- _Task to complete_:
Output the full listing below exactly; the images stay out.

- _Data for processing_:
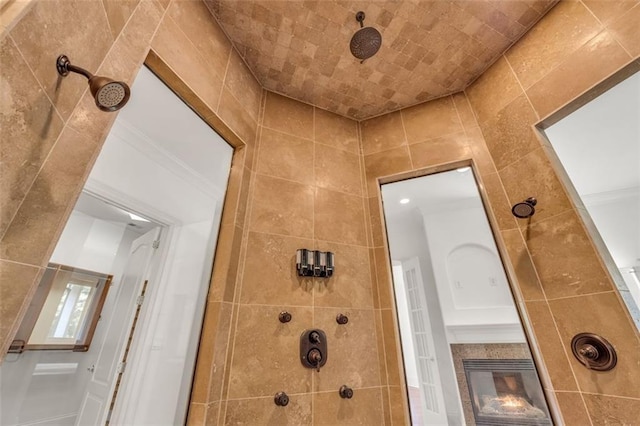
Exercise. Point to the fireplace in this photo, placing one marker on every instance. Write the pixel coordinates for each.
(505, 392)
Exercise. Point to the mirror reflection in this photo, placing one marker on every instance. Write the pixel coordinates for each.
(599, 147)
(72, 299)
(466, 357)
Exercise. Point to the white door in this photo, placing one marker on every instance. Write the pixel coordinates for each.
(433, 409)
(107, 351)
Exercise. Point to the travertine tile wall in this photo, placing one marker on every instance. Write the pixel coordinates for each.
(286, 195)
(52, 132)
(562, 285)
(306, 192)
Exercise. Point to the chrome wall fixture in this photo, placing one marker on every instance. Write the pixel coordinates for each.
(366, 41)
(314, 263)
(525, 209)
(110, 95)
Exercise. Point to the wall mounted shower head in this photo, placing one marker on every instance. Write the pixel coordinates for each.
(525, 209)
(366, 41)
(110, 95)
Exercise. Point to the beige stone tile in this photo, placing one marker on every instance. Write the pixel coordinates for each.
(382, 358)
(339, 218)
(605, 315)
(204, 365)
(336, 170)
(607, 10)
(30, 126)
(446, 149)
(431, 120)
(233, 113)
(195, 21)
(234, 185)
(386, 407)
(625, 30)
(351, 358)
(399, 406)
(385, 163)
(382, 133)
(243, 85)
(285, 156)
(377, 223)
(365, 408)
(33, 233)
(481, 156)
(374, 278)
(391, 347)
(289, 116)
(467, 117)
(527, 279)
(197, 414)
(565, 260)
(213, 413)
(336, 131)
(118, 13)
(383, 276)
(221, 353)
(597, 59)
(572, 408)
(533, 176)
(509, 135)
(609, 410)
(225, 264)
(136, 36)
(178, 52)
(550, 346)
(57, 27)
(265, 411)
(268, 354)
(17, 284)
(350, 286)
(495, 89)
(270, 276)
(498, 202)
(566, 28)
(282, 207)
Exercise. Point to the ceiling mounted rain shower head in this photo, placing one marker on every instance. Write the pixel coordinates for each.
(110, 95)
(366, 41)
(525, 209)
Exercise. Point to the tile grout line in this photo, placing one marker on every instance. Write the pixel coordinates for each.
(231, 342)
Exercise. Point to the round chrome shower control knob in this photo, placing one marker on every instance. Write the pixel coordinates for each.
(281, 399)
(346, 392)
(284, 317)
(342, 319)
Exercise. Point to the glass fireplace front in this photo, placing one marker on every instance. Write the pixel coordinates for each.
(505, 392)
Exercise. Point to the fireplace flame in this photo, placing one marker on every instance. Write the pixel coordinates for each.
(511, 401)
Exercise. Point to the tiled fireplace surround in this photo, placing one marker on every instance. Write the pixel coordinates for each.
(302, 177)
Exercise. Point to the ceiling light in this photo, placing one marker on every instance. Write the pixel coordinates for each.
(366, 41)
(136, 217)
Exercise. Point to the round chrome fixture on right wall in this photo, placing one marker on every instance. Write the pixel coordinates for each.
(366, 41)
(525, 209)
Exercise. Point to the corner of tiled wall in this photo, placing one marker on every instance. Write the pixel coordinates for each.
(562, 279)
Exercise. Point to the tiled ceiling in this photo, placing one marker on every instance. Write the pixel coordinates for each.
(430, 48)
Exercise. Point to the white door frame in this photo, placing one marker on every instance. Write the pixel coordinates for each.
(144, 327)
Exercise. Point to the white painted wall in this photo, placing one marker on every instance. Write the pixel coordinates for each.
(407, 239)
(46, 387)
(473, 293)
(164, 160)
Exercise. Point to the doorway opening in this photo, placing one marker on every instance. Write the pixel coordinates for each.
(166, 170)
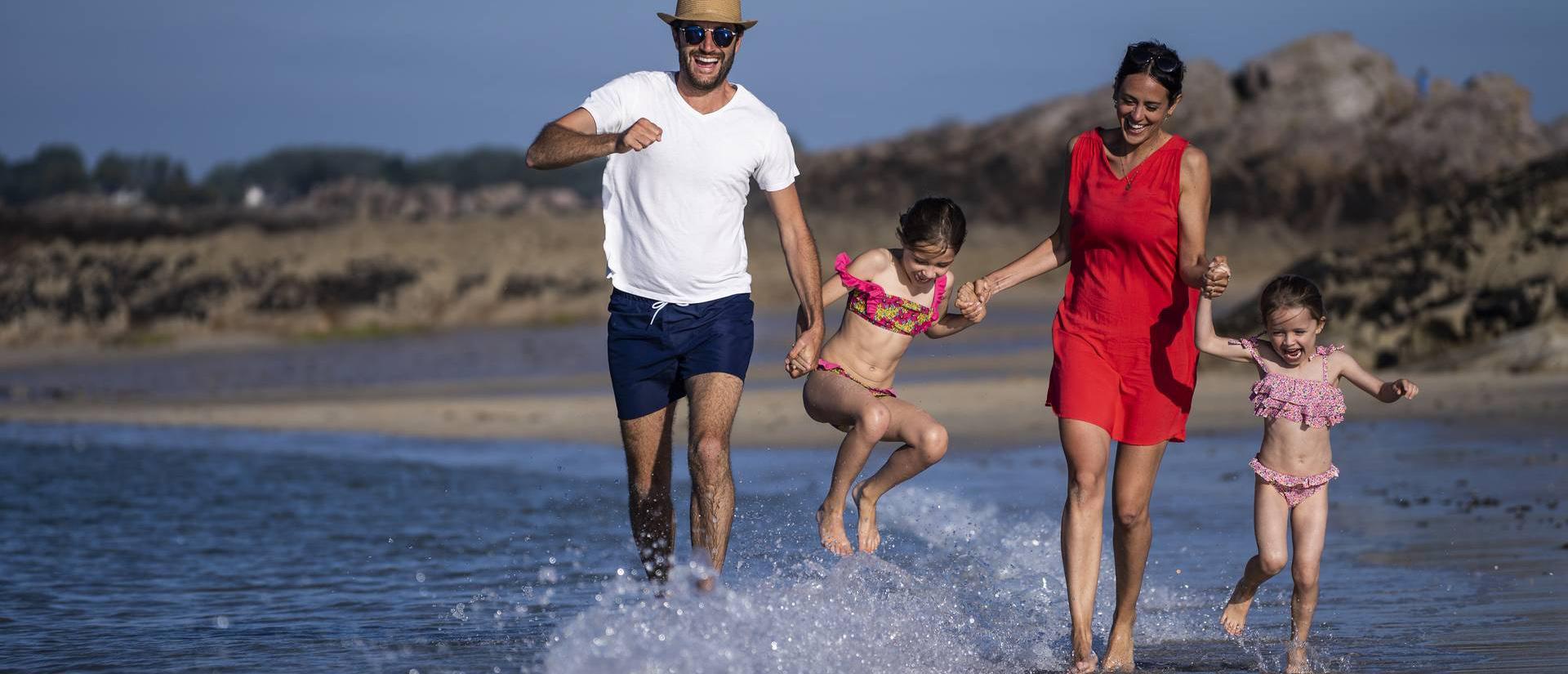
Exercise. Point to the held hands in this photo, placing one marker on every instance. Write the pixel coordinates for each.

- _Exercise solution_:
Exercise. Point to the fireplace in this photo, placing one marker on every instance. Write the pixel coordinates for each.
(505, 392)
Exercise. Point to the mirror reflection in this photo, placing one marker on every instance. Write the pixel coordinates for each.
(599, 147)
(72, 299)
(466, 357)
Exercise. Point to the white door in this photo, placing one marker on every instance. Write the pixel coordinates for each.
(433, 409)
(107, 351)
Exercise. Point to the travertine tile wall in this photo, placing one marker on every instance. Write the pixel coordinates for each.
(286, 195)
(52, 132)
(562, 285)
(306, 192)
Exercise. Point to the chrome wall fixture in this photo, placing one marker on every instance. Write the pixel coordinates for each.
(366, 41)
(314, 263)
(525, 209)
(110, 95)
Exercise. Point to the wall mounted shower head in this photo, placing one marker on every instance. Write the pixel coordinates for each.
(525, 209)
(366, 41)
(110, 95)
Exercise. Point to the beige stone tile in this photo, placing one marker on every instance. Write the pixel coordinates for each.
(382, 358)
(339, 218)
(605, 315)
(204, 365)
(336, 170)
(607, 10)
(30, 126)
(446, 149)
(431, 120)
(233, 113)
(195, 21)
(234, 185)
(386, 407)
(625, 30)
(351, 358)
(399, 406)
(385, 163)
(382, 133)
(243, 85)
(285, 156)
(377, 223)
(365, 408)
(33, 233)
(481, 156)
(374, 278)
(391, 347)
(289, 116)
(467, 117)
(527, 279)
(197, 414)
(565, 260)
(213, 413)
(336, 131)
(118, 13)
(383, 276)
(221, 353)
(597, 59)
(572, 408)
(533, 176)
(509, 135)
(609, 410)
(225, 264)
(136, 36)
(178, 52)
(550, 346)
(57, 27)
(265, 411)
(268, 354)
(17, 284)
(350, 286)
(495, 89)
(270, 276)
(498, 202)
(566, 28)
(282, 207)
Exercise. Point to the ceiling mounted rain shower head in this photo, placing one marker on every instance. Write the pixel coordinates for each.
(110, 95)
(366, 41)
(525, 209)
Exercise. Point to the tile grout line in this photo, placing one marker on every instance. Write the pixel coordinates for each.
(231, 342)
Exercise. Point to the round chrome shower control knob in this photo, placing one marker on every instance. Write the pixel coordinates for each.
(281, 399)
(346, 392)
(284, 317)
(342, 319)
Exercise. Point to the glass fireplace front in this photo, placing one marker on every instance. Write the pixel coordinates for each.
(505, 392)
Exercise. Point to the fireplace flame in this photo, placing one marker on every instance. Write the pixel coordinates for each.
(511, 401)
Exercise. Point to the tiled fireplace surround in this photo, placing one marker on every instance. Write the pixel coordinates for each.
(302, 177)
Exercise. Point to the ceiling light in this photo, placing one marker on every instance. Write the pixel coordinates for each.
(366, 41)
(136, 217)
Exercise. Point to the round chrome fixture on right wall in this photo, placing one marker on every instance. Write the pixel coordinates for each.
(366, 41)
(525, 209)
Exercise. Point to the corner of tiled wall in this photo, placing one marker on every instance. Write the pixel coordinates for each.
(562, 279)
Exercise. Point to the tiled ceiling in this photo, placing one marker on every instance. Write the pixel coordinates for each.
(430, 48)
Exercise. Point to the white door frame in this photo, placing one marker on every instance. Write the pixel coordinates for each.
(144, 327)
Exercise. Point to the white painted wall in this photo, placing one marker on every instance. Write the pixel coordinates for each.
(407, 239)
(46, 387)
(473, 293)
(164, 160)
Exercise. Point to the doorway opening in this photo, placing one marker on every instance. Write the pixel coordinates for each.
(166, 170)
Exercise. Point to the held hands in this photo, placing one marker on every instance. Write the pixel coordinates for each.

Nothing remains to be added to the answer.